| PROBLEM STATEMENT |
Decide whether each statement agrees with the forum thread on operator injectivity below: (a) the first poster found the injectivity condition in Kreyszig; (b) the reply accepts "gives" as the right word for the condition; (c) the reply says injectivity means different elements map to different points. For each, answer yes or no and quote the deciding words of the thread.

| PAGE EXCERPT |
--
High School How Can You Determine if an Operator is Surjective, Injective, or Bijective?

[SeM]

Hi, I found in Kreyszig that if for any $x_1\ and\ x_2\ \in \mathscr{D}(T)$

then an injective operator gives:

$x_1 \ne x_2 \rightarrow Tx_1 \ne Tx_2$

and

$x_1 = x_2 \rightarrow Tx_1 = Tx_2$If one has an operator T, is there an inequality or equality one can deduce from this, in order to check if an operator is surjective/injective or bijective? (In a similar manner to check for boundedness.)

Thanks!

 

[fresh_42]

Hi, I found in Kreyszig that if for any $x_1\ and\ x_2\ \in \mathscr{D}(T)$

then an injective operator gives:

$x_1 \ne x_2 \rightarrow Tx_1 \ne Tx_2$

I wouldn't say gives here, because it is the definition of injectivity:
Different elements map to different points, no multiple hits.
--
| INFORMATION GIVEN |
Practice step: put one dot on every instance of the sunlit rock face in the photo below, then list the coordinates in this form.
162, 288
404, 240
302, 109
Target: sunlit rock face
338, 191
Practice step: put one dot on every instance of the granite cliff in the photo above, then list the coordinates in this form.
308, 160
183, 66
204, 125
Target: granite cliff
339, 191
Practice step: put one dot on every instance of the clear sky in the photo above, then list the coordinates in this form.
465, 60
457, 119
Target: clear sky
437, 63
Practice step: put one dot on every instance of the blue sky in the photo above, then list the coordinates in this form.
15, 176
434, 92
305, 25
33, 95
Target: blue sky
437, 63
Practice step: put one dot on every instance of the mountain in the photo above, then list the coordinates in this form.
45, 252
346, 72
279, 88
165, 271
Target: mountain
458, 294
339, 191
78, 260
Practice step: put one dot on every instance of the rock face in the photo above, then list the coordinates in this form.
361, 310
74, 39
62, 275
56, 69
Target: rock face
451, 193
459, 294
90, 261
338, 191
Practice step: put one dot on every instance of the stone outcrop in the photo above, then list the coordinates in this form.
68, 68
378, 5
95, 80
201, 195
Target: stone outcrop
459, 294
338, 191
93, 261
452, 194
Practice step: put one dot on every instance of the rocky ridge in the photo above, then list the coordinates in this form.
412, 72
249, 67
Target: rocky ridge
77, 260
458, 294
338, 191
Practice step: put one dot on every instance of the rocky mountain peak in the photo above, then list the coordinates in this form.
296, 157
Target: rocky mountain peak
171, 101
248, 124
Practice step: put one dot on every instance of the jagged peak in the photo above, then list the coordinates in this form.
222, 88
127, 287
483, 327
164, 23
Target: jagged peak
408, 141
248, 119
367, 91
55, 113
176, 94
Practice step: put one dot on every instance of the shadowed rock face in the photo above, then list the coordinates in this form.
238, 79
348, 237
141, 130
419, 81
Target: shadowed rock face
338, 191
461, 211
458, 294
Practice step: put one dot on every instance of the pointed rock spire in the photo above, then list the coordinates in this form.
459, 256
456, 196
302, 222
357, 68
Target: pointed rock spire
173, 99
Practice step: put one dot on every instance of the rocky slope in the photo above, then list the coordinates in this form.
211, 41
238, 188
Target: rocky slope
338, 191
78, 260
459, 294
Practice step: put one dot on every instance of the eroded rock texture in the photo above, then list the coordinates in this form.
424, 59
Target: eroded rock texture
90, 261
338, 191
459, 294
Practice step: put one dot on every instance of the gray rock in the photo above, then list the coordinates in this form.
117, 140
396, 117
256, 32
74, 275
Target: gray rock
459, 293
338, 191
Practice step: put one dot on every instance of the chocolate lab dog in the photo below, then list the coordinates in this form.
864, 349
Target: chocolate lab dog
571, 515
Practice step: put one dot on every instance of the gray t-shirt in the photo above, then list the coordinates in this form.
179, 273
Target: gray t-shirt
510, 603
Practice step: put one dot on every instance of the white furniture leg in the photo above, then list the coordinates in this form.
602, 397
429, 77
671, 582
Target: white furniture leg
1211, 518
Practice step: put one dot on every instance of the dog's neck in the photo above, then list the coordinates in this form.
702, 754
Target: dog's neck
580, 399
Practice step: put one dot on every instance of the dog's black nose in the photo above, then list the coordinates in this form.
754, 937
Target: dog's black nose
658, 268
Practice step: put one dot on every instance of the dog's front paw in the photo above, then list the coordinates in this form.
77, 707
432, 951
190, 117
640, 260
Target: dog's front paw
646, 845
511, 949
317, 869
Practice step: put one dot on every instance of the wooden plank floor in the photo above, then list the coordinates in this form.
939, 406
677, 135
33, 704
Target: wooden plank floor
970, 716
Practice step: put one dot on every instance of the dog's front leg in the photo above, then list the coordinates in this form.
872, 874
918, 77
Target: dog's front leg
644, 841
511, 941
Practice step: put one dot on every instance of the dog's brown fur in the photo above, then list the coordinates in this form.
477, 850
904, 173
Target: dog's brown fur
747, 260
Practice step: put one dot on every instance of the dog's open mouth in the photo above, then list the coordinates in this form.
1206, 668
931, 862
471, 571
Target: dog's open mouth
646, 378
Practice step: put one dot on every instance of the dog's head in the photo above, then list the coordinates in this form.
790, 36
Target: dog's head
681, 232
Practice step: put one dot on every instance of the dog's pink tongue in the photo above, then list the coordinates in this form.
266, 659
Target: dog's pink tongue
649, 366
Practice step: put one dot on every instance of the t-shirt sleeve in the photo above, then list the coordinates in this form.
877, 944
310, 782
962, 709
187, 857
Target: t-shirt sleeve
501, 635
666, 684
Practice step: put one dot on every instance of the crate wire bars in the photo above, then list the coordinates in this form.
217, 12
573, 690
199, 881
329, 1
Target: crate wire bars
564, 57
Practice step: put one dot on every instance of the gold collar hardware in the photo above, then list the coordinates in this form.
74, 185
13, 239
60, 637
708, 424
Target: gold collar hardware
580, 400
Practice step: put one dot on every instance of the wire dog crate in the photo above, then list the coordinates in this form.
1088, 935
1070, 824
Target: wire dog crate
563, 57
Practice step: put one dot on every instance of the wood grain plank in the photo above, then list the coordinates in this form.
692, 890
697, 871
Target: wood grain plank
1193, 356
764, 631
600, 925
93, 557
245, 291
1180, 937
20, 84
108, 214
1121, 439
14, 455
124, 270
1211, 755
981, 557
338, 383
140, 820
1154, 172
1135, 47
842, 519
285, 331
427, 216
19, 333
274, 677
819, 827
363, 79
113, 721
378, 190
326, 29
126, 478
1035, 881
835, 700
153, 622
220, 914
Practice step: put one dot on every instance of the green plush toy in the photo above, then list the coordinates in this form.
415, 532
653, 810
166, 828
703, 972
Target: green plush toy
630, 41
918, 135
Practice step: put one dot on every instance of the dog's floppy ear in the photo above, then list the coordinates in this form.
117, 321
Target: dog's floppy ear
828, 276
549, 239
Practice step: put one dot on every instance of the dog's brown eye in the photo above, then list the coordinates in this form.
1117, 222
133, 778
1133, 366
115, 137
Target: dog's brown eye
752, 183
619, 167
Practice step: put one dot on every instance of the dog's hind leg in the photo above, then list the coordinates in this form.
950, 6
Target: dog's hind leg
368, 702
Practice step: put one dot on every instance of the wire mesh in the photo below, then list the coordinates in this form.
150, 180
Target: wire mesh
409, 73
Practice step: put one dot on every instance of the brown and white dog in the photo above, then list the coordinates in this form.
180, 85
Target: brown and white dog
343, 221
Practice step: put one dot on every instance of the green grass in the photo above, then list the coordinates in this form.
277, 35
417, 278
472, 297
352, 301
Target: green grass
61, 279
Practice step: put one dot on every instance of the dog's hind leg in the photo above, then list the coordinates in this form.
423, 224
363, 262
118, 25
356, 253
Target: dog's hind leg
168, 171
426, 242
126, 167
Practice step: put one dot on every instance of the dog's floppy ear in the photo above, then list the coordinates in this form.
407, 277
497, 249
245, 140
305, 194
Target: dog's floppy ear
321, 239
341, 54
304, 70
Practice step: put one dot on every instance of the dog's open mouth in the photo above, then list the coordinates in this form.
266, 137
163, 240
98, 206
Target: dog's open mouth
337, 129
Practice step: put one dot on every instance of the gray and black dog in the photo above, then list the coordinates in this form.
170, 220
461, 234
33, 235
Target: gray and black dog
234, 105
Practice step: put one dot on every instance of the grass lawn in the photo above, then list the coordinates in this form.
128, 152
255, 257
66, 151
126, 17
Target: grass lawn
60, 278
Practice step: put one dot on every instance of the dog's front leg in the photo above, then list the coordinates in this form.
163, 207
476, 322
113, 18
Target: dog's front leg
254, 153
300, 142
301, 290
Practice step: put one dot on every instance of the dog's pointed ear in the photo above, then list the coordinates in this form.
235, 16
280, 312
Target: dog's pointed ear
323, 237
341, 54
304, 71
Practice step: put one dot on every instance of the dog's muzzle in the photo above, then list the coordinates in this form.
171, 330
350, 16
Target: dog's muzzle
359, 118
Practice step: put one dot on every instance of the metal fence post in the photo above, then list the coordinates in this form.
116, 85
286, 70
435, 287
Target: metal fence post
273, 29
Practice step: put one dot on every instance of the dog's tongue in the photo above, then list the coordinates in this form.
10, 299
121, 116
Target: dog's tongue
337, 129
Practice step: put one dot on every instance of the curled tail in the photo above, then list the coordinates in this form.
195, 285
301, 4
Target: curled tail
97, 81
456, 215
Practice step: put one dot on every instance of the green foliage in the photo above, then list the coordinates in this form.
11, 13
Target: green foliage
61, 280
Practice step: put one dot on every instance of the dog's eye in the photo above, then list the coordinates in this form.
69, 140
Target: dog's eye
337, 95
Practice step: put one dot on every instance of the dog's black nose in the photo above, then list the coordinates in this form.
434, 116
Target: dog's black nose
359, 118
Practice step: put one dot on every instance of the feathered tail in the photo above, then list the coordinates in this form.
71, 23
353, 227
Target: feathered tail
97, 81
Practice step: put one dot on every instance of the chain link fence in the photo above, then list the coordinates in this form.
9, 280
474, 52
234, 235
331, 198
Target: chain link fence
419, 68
--
| ANSWER FOR THE TASK |
(a) Yes: "Hi, I found in Kreyszig that"
(b) No: "I wouldn't say gives here, because it is the definition of injectivity"
(c) Yes: "Different elements map to different points, no multiple hits."